Requirements: In the data below, copy out word for word every line from the one containing "Q: For every instance of the thin" up to and including the one containing "x=258, y=127".

Entries shown:
::::::::

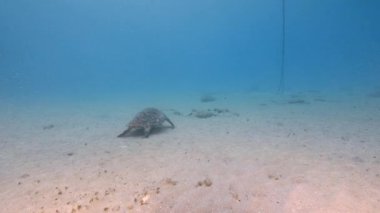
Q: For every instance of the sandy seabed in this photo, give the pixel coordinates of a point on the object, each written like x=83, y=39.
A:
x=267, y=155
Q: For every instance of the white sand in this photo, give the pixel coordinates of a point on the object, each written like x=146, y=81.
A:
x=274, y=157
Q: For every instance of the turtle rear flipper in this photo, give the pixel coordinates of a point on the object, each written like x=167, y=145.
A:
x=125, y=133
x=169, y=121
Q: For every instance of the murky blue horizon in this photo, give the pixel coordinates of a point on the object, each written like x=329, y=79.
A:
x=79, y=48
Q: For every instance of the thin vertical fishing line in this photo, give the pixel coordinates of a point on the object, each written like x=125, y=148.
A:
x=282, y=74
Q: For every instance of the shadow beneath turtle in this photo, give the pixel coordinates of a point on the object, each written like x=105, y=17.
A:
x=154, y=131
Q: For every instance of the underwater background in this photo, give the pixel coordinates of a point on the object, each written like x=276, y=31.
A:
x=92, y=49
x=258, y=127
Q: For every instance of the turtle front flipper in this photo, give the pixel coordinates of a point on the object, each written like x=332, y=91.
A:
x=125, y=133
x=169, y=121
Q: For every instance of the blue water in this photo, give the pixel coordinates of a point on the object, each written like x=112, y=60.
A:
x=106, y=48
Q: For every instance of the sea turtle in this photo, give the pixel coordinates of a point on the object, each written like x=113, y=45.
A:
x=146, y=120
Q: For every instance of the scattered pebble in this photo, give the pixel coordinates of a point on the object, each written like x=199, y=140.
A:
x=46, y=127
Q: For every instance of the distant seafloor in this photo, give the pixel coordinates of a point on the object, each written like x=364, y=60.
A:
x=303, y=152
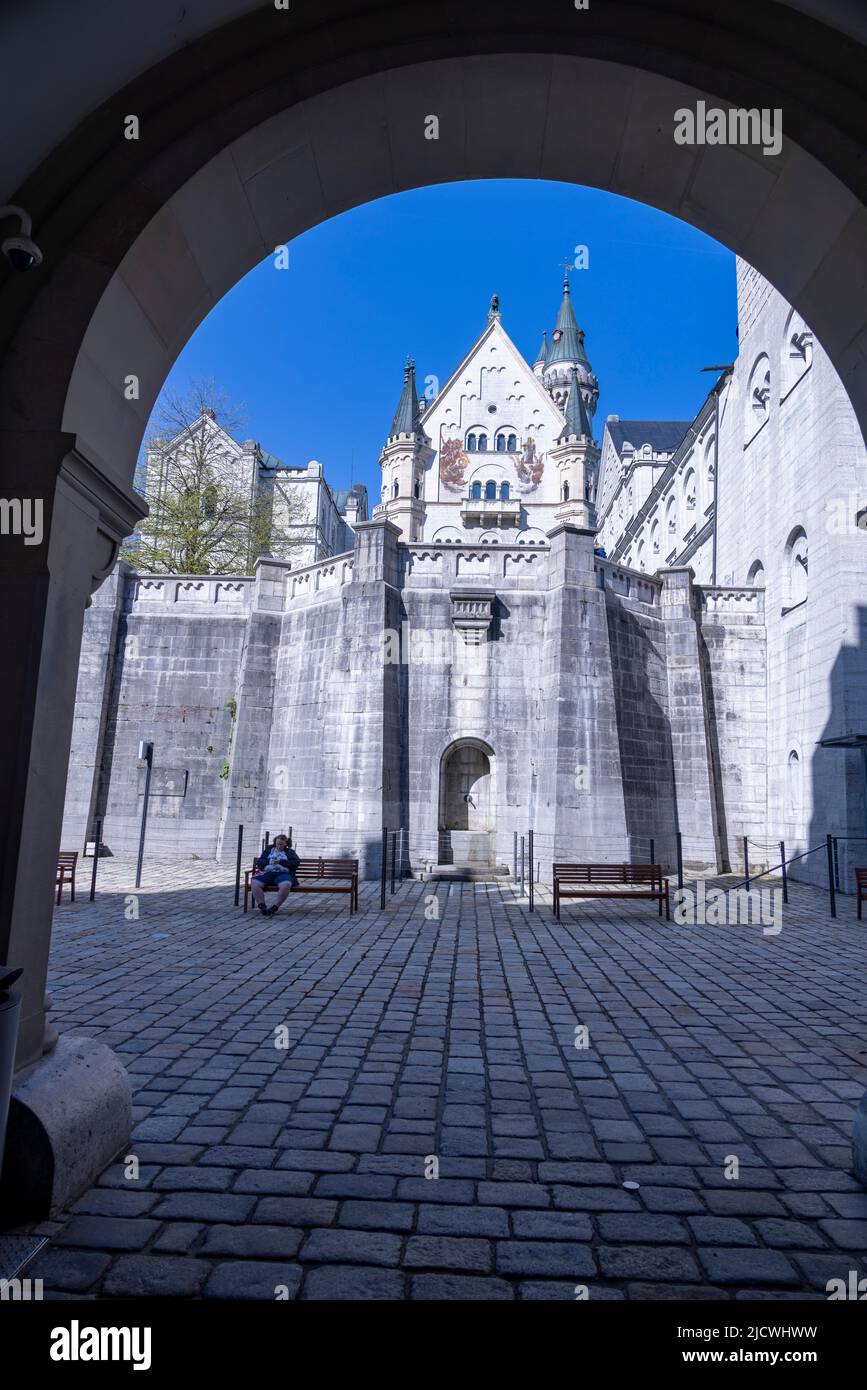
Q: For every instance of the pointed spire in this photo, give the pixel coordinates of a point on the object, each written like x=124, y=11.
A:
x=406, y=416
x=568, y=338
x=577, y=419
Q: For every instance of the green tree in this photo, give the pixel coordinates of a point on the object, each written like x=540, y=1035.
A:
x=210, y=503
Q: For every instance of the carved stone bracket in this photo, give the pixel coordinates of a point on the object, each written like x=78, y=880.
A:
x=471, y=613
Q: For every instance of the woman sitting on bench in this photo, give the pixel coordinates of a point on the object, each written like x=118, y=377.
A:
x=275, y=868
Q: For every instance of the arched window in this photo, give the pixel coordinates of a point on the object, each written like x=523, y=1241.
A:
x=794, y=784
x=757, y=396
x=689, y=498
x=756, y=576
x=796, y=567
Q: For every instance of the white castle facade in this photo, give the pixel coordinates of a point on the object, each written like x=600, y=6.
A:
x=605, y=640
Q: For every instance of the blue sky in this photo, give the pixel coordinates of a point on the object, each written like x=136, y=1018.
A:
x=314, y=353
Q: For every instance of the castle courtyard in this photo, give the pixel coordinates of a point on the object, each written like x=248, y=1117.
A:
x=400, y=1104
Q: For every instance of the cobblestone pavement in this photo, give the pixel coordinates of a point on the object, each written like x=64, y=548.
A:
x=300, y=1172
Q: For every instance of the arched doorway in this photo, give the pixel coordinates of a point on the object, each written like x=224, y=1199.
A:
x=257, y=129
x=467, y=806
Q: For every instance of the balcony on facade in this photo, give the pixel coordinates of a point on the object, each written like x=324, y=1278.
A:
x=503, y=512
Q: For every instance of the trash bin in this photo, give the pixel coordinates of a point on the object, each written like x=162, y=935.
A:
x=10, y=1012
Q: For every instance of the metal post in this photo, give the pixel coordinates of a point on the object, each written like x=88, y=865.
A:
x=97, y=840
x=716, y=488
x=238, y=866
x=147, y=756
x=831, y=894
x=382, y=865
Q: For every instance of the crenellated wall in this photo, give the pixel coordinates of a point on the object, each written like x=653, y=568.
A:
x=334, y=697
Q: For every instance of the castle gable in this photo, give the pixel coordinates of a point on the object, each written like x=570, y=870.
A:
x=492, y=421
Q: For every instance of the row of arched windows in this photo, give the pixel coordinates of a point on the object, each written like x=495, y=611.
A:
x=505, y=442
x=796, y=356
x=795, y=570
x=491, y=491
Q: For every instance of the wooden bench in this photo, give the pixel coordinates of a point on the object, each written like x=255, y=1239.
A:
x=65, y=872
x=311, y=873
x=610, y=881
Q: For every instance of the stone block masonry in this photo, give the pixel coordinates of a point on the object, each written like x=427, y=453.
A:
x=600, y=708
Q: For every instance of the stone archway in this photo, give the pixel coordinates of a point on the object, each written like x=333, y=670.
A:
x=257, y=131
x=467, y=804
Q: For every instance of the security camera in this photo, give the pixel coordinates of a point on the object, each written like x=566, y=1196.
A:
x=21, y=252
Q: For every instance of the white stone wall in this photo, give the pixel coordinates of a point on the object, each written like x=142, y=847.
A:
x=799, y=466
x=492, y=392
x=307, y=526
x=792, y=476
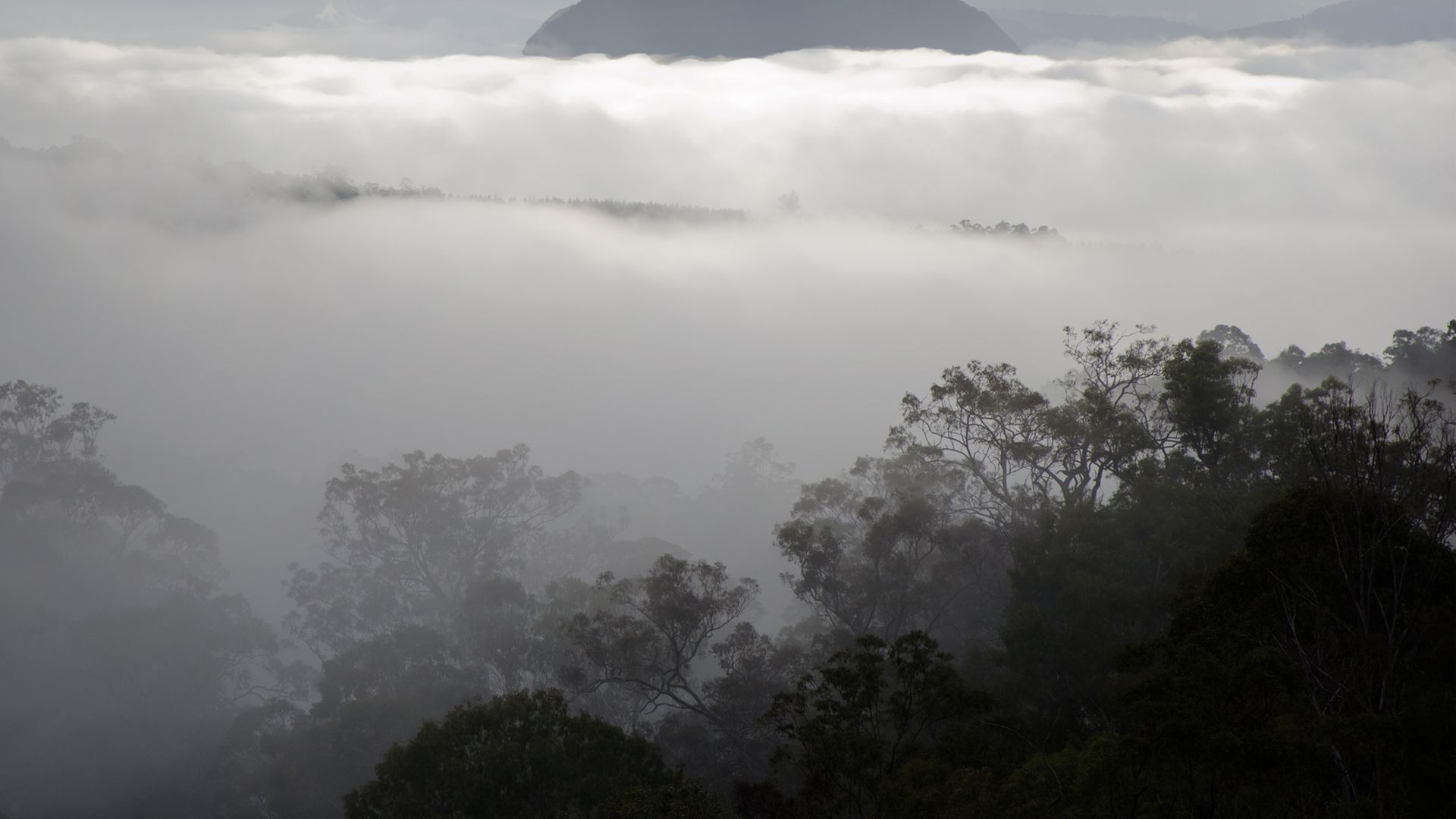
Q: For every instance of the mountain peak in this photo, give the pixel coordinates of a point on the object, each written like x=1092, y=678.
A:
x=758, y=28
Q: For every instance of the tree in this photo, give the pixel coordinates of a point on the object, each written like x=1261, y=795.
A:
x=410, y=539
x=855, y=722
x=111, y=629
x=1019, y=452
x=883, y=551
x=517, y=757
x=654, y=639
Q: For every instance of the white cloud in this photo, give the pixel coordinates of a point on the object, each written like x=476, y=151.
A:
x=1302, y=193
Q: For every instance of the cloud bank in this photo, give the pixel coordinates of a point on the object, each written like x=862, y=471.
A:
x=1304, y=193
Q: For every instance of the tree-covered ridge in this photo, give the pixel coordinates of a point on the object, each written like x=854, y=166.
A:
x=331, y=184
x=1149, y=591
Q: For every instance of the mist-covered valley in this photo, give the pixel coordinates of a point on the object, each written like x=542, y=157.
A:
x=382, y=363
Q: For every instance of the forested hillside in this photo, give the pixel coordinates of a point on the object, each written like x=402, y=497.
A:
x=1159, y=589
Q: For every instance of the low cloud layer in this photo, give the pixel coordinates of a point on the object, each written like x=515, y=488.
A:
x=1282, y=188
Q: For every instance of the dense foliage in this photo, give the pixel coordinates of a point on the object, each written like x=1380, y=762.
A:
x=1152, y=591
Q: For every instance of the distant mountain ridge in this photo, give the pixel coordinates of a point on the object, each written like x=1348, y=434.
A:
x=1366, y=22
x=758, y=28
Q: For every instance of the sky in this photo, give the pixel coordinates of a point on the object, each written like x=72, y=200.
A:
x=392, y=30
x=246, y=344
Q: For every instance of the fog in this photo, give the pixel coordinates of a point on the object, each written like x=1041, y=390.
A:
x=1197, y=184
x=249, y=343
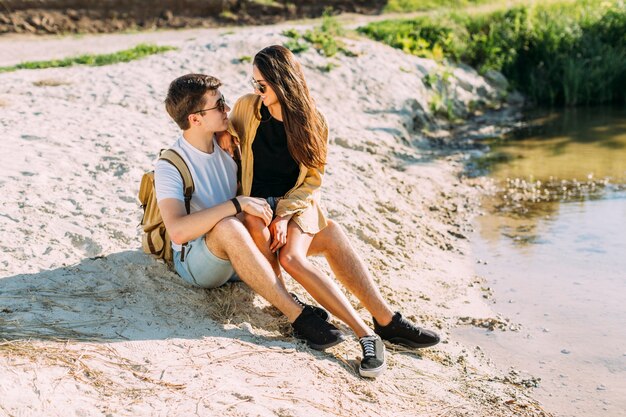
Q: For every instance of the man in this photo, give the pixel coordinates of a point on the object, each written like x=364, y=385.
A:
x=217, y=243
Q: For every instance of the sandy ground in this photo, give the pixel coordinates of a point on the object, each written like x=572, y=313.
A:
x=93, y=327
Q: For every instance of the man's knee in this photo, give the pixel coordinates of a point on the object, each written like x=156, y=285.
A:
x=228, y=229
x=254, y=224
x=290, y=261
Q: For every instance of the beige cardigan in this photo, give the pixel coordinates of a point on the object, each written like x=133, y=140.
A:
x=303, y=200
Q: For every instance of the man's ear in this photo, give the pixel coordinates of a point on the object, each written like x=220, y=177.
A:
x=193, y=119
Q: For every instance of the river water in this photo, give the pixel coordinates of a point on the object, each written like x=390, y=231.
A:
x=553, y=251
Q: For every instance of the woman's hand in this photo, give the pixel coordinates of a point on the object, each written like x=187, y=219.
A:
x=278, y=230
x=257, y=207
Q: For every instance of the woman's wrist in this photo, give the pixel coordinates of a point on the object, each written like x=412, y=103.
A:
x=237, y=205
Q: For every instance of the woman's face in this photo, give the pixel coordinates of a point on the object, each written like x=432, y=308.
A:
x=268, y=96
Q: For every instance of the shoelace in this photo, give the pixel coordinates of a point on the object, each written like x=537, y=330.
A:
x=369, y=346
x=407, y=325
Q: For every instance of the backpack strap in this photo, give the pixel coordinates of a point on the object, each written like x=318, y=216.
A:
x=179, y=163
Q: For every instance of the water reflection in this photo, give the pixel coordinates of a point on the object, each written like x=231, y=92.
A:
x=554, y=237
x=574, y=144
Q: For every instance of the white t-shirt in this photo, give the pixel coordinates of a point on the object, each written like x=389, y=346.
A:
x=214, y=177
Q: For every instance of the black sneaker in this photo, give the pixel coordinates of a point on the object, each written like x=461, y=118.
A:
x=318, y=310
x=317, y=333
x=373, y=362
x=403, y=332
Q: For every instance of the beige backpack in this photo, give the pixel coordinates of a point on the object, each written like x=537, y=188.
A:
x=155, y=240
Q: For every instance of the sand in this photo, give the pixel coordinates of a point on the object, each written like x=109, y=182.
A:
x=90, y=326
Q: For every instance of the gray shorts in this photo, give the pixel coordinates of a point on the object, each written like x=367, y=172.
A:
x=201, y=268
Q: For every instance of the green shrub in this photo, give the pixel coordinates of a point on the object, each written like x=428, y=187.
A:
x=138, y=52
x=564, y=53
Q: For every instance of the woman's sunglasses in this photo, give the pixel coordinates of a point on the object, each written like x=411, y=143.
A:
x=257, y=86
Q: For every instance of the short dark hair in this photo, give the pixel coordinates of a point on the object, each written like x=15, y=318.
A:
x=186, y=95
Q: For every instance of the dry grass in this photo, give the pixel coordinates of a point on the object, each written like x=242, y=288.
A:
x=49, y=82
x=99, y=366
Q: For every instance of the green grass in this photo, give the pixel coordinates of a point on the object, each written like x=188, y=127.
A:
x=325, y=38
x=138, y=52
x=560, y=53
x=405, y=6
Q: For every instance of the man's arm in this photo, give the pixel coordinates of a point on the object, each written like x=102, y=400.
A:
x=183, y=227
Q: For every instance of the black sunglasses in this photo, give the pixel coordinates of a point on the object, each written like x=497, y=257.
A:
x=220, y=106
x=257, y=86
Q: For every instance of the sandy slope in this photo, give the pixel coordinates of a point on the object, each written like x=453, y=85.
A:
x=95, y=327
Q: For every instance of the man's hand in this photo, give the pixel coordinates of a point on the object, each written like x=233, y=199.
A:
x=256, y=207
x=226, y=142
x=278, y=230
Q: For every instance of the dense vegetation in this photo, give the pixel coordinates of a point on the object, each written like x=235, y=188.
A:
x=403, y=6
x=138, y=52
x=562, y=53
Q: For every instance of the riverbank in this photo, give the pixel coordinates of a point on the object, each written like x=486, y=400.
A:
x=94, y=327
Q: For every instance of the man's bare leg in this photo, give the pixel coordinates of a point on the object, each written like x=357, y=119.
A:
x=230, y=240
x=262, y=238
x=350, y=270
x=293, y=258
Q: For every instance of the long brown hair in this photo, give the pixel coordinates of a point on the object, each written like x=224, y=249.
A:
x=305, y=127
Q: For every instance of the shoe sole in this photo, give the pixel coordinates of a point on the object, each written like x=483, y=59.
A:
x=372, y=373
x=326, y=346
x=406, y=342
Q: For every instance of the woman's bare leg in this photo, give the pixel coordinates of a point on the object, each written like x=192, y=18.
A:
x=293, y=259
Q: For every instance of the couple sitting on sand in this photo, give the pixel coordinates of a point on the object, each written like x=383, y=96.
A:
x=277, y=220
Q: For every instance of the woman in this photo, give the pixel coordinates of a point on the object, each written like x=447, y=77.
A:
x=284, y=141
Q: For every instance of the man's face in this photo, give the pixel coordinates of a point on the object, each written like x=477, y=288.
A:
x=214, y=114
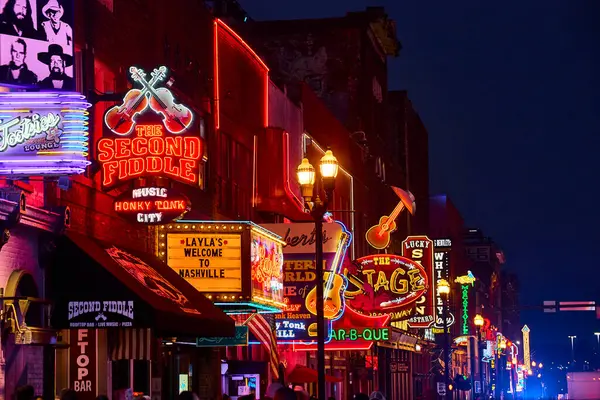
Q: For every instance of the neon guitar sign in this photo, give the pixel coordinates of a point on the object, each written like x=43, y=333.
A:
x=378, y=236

::::::::

Output of the task:
Q: For every instance of the thin vertical fishing line in this photo, give the pixel coordinates of a point on the object, each written like x=125, y=148.
A:
x=282, y=74
Q: For every instance of the shadow beneath turtle in this photo, give the pixel coordinates of a point on the object, each written like x=105, y=17.
A:
x=154, y=131
Q: For every instance of the underwater background in this photo, give the pixel coordinates of a point on the object, each written like x=276, y=31.
A:
x=92, y=49
x=258, y=127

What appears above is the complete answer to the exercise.